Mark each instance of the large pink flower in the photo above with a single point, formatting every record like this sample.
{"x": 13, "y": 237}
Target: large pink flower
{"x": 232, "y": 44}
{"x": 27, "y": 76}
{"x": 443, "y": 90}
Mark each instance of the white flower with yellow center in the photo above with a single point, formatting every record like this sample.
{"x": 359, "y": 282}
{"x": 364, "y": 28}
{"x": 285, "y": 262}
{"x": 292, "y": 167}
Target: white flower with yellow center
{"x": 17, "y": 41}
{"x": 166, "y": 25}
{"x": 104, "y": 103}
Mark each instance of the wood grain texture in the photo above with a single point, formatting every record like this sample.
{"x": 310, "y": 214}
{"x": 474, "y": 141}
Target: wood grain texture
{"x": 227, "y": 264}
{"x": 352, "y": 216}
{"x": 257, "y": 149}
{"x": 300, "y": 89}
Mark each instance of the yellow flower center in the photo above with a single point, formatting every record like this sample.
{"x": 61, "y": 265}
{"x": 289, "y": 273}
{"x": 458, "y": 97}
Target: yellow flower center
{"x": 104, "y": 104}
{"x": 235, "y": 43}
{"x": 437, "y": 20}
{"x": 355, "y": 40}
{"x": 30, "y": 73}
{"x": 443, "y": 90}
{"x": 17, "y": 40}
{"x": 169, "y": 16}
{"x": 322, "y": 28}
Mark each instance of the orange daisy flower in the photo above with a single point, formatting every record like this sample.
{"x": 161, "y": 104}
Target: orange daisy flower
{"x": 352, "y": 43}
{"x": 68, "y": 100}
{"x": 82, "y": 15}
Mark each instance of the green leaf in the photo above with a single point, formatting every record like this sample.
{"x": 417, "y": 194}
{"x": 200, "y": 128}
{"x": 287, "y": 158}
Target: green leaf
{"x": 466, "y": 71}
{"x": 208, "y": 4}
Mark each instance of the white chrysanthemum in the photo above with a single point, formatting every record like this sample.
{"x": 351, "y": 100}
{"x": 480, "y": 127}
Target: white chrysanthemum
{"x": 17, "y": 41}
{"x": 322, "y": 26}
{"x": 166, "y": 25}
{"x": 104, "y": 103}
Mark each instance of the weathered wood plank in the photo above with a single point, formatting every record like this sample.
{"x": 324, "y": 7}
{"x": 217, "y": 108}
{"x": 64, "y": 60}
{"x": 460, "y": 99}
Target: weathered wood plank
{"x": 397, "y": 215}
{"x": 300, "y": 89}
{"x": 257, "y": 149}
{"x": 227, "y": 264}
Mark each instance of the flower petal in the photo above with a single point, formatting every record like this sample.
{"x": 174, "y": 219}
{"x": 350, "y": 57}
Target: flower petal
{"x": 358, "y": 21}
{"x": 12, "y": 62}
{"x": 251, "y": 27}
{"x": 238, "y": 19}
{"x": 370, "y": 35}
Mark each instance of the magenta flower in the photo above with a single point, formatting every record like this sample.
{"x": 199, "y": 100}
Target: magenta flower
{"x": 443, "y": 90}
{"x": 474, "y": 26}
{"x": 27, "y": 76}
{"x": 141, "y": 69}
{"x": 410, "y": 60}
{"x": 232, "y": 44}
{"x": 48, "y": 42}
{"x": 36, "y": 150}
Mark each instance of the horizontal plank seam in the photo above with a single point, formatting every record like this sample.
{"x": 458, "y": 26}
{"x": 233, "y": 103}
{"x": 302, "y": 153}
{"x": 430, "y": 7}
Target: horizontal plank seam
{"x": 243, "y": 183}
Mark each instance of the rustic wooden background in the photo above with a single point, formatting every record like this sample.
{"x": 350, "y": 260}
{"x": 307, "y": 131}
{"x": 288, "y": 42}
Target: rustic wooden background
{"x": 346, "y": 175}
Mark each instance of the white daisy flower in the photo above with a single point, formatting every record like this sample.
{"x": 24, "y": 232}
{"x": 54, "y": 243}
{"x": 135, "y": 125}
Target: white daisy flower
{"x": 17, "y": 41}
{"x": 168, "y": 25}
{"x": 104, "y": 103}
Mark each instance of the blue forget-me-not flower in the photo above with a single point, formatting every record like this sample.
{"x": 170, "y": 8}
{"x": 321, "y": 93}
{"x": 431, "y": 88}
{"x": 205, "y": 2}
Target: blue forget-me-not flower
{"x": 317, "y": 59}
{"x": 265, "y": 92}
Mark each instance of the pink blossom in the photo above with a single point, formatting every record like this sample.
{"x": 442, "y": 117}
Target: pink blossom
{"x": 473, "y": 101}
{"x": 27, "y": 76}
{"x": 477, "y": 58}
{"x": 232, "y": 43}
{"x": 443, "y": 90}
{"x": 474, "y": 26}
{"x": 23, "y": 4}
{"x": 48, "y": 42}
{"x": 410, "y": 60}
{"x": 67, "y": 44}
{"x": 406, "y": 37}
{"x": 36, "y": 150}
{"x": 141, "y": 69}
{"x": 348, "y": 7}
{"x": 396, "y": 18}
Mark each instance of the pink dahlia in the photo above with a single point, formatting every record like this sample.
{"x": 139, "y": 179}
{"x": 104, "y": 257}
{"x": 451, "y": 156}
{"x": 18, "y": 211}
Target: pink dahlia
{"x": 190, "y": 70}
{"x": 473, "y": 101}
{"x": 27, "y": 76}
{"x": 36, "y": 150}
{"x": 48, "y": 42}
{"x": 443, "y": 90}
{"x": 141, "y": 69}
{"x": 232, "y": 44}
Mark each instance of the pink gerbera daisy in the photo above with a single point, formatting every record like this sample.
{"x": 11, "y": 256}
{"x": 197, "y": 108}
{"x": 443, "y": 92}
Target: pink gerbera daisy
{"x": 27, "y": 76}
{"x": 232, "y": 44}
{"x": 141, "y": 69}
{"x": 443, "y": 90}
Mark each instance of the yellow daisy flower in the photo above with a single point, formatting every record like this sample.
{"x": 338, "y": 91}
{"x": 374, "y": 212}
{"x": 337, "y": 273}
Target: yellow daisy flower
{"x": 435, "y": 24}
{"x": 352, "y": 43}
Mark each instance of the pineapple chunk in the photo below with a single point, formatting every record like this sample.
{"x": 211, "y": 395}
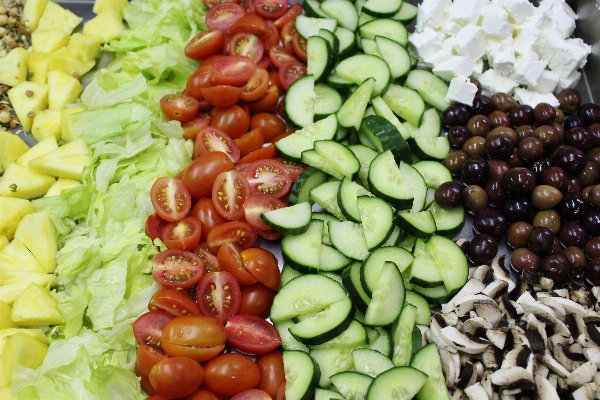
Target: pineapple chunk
{"x": 37, "y": 65}
{"x": 13, "y": 211}
{"x": 39, "y": 235}
{"x": 35, "y": 306}
{"x": 39, "y": 149}
{"x": 11, "y": 148}
{"x": 108, "y": 25}
{"x": 60, "y": 185}
{"x": 26, "y": 106}
{"x": 22, "y": 183}
{"x": 19, "y": 349}
{"x": 84, "y": 47}
{"x": 46, "y": 124}
{"x": 32, "y": 12}
{"x": 57, "y": 17}
{"x": 67, "y": 161}
{"x": 13, "y": 67}
{"x": 63, "y": 89}
{"x": 68, "y": 134}
{"x": 48, "y": 41}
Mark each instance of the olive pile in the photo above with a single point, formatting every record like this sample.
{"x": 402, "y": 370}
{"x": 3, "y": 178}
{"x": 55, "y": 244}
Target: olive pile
{"x": 532, "y": 176}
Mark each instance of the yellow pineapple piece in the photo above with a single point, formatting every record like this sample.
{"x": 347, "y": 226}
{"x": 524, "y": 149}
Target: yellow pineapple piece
{"x": 57, "y": 17}
{"x": 19, "y": 349}
{"x": 11, "y": 148}
{"x": 108, "y": 25}
{"x": 37, "y": 232}
{"x": 49, "y": 40}
{"x": 39, "y": 149}
{"x": 67, "y": 161}
{"x": 37, "y": 66}
{"x": 63, "y": 89}
{"x": 46, "y": 124}
{"x": 22, "y": 183}
{"x": 62, "y": 60}
{"x": 27, "y": 99}
{"x": 84, "y": 47}
{"x": 13, "y": 67}
{"x": 12, "y": 212}
{"x": 32, "y": 12}
{"x": 60, "y": 185}
{"x": 35, "y": 306}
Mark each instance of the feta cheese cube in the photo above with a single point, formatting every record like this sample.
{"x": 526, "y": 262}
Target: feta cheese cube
{"x": 454, "y": 67}
{"x": 461, "y": 90}
{"x": 524, "y": 96}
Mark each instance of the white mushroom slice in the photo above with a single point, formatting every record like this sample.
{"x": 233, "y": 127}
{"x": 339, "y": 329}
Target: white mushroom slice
{"x": 582, "y": 374}
{"x": 545, "y": 389}
{"x": 476, "y": 392}
{"x": 462, "y": 342}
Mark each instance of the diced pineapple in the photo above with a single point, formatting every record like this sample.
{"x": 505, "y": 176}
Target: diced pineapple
{"x": 60, "y": 185}
{"x": 84, "y": 47}
{"x": 68, "y": 134}
{"x": 27, "y": 99}
{"x": 32, "y": 12}
{"x": 39, "y": 149}
{"x": 57, "y": 17}
{"x": 13, "y": 67}
{"x": 35, "y": 306}
{"x": 11, "y": 148}
{"x": 108, "y": 25}
{"x": 37, "y": 232}
{"x": 19, "y": 349}
{"x": 48, "y": 40}
{"x": 22, "y": 183}
{"x": 37, "y": 65}
{"x": 62, "y": 60}
{"x": 46, "y": 124}
{"x": 13, "y": 211}
{"x": 67, "y": 161}
{"x": 63, "y": 89}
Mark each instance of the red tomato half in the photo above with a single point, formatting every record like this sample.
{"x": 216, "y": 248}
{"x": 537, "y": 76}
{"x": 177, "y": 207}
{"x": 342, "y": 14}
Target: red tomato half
{"x": 177, "y": 269}
{"x": 218, "y": 295}
{"x": 170, "y": 198}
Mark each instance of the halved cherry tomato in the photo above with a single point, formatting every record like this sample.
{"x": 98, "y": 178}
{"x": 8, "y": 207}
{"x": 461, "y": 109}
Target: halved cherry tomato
{"x": 174, "y": 302}
{"x": 179, "y": 107}
{"x": 230, "y": 190}
{"x": 271, "y": 9}
{"x": 247, "y": 45}
{"x": 263, "y": 265}
{"x": 253, "y": 140}
{"x": 148, "y": 327}
{"x": 205, "y": 44}
{"x": 213, "y": 139}
{"x": 257, "y": 299}
{"x": 231, "y": 261}
{"x": 218, "y": 296}
{"x": 177, "y": 269}
{"x": 240, "y": 233}
{"x": 289, "y": 72}
{"x": 232, "y": 70}
{"x": 222, "y": 16}
{"x": 176, "y": 377}
{"x": 170, "y": 198}
{"x": 268, "y": 176}
{"x": 183, "y": 234}
{"x": 258, "y": 203}
{"x": 199, "y": 337}
{"x": 231, "y": 373}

GOAL OF THE EXERCISE:
What needs duplicating is the run of lines from the one containing "Mark each instance of the red" through the last line of the entries above, exact and complete.

EXERCISE RESULT:
Mark each instance of the red tomato half in the photo above with a single point, formatting every record like this sample.
{"x": 216, "y": 248}
{"x": 537, "y": 76}
{"x": 177, "y": 207}
{"x": 342, "y": 14}
Target: red tomato half
{"x": 177, "y": 269}
{"x": 218, "y": 295}
{"x": 170, "y": 198}
Mark each instance of the halved cherry tomato in the photo above with a single point, formatting every record like this sample.
{"x": 98, "y": 178}
{"x": 8, "y": 207}
{"x": 461, "y": 109}
Target: halved cherry tomato
{"x": 174, "y": 302}
{"x": 179, "y": 107}
{"x": 230, "y": 190}
{"x": 271, "y": 9}
{"x": 247, "y": 45}
{"x": 263, "y": 265}
{"x": 253, "y": 140}
{"x": 148, "y": 327}
{"x": 205, "y": 44}
{"x": 213, "y": 139}
{"x": 257, "y": 299}
{"x": 231, "y": 261}
{"x": 218, "y": 296}
{"x": 177, "y": 269}
{"x": 240, "y": 233}
{"x": 289, "y": 72}
{"x": 232, "y": 70}
{"x": 222, "y": 16}
{"x": 176, "y": 377}
{"x": 170, "y": 198}
{"x": 268, "y": 176}
{"x": 183, "y": 234}
{"x": 258, "y": 203}
{"x": 199, "y": 337}
{"x": 231, "y": 373}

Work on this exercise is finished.